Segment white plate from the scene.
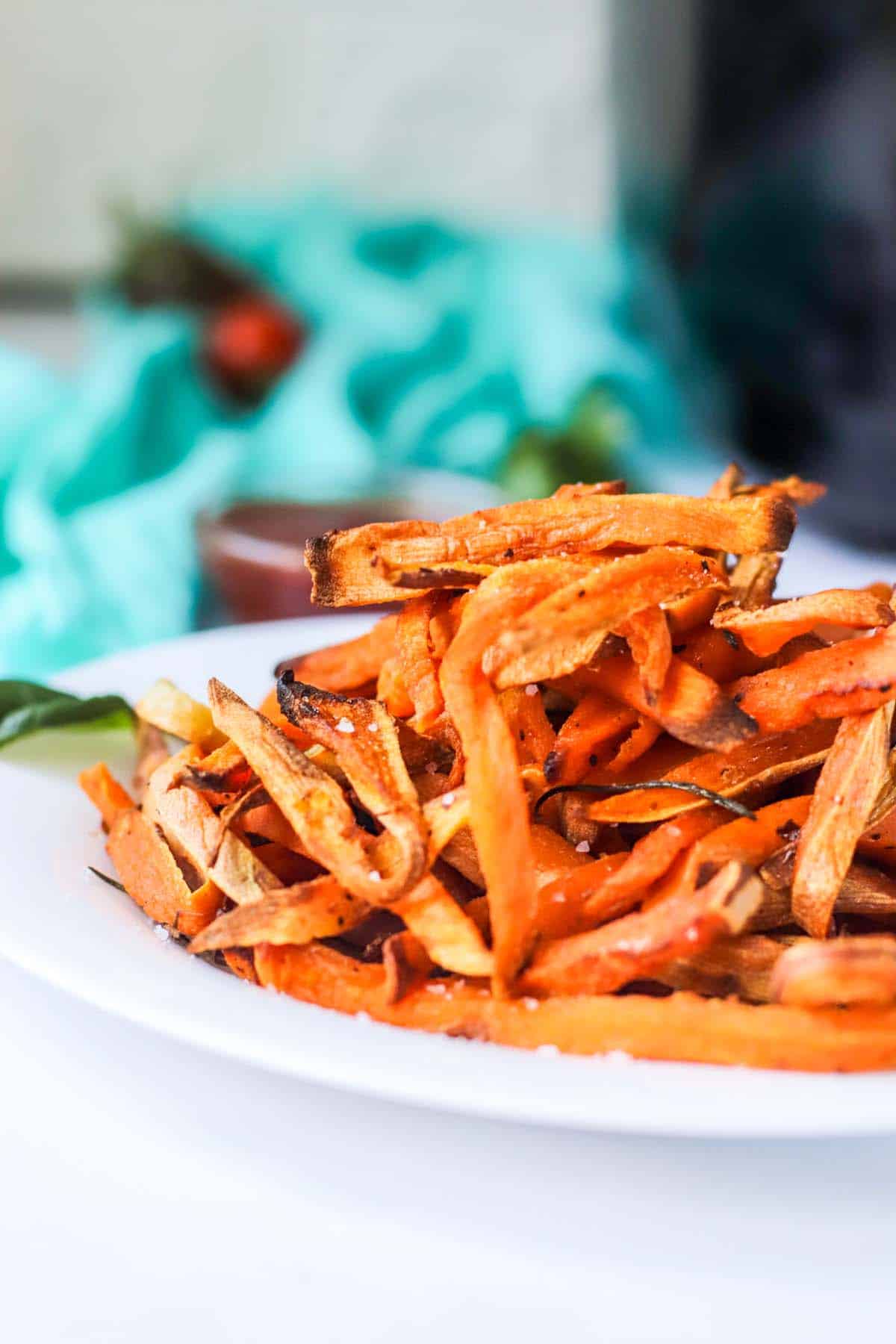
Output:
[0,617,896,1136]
──────────────────────────────
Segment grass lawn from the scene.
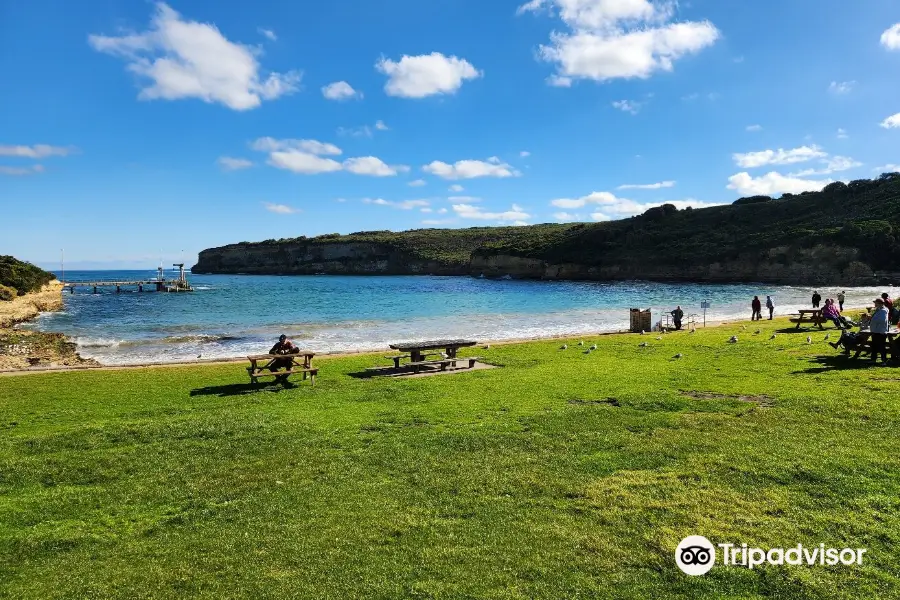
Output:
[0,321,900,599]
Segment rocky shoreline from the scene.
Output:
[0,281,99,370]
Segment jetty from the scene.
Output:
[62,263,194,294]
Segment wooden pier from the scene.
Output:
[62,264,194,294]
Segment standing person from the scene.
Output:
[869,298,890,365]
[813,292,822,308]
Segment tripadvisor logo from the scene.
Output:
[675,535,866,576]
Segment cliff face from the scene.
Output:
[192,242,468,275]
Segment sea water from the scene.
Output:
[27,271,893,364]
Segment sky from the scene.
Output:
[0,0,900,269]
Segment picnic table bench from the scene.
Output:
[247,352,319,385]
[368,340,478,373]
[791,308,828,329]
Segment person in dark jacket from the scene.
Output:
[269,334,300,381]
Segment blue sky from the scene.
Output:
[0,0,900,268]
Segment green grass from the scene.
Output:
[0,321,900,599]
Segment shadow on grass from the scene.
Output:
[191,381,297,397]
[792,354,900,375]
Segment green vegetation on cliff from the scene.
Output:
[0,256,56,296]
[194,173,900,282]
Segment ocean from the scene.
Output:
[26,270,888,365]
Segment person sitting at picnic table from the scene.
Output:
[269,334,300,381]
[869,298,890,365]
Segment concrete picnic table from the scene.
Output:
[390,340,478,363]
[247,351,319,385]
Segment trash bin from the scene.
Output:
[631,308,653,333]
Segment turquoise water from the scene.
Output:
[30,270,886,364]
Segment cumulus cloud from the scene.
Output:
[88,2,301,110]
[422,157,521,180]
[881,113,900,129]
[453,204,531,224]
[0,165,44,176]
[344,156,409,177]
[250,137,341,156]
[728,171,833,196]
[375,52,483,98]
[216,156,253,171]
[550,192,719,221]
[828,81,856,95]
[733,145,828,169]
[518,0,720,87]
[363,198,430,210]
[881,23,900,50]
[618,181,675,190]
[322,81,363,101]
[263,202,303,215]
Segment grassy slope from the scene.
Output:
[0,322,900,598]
──────────────────────────────
Required task:
Lay out the lines from the one containing "Segment cliff face from the scene." through the one containing "[0,322,900,598]", both included, as a JSON list of strings, one string per line, with blank lines left out.

Worked answer:
[
  "Segment cliff face from the scene.",
  "Output:",
  "[192,242,468,275]",
  "Segment sea water from the scene.",
  "Output:",
  "[27,271,893,364]",
  "Segment sky from the scene.",
  "Output:",
  "[0,0,900,269]",
  "Segment picnic table bench from the scene.",
  "Output:",
  "[247,352,319,385]",
  "[368,340,478,373]",
  "[791,308,828,329]",
  "Segment person in dark jacket from the scene.",
  "Output:",
  "[269,334,300,381]",
  "Segment blue sky from the scene.",
  "Output:",
  "[0,0,900,268]",
  "Segment green grass from the scene.",
  "Output:",
  "[0,321,900,599]",
  "Segment shadow on grass from the scene.",
  "Output:",
  "[191,381,297,397]",
  "[792,354,900,375]",
  "Segment green vegetation on cliff from the scene.",
  "Output:",
  "[0,256,56,296]",
  "[194,173,900,282]",
  "Segment ocean from the scene.",
  "Output:",
  "[26,270,888,365]",
  "Segment person sitting at picnic table from the scene.",
  "Output:",
  "[269,334,300,381]",
  "[869,298,890,365]",
  "Segment concrete picnic table from the scene.",
  "Output:",
  "[390,340,478,363]",
  "[247,351,319,385]",
  "Segment trash bin from the scene.",
  "Output:",
  "[631,308,653,333]",
  "Segment turquoise water from the scene.",
  "Output:",
  "[30,270,886,364]",
  "Segment cumulus cloud from the scene.",
  "Output:",
  "[88,2,301,110]",
  "[422,157,521,180]",
  "[881,113,900,129]",
  "[453,204,531,224]",
  "[0,165,44,176]",
  "[344,156,409,177]",
  "[250,137,341,156]",
  "[728,171,833,196]",
  "[375,52,483,98]",
  "[216,156,253,171]",
  "[550,192,719,221]",
  "[828,81,856,95]",
  "[733,145,828,169]",
  "[518,0,720,87]",
  "[363,198,430,210]",
  "[881,23,900,50]",
  "[618,181,675,190]",
  "[322,81,363,101]",
  "[263,202,303,215]",
  "Segment grassy slope from the scene.",
  "Output:",
  "[0,322,900,598]"
]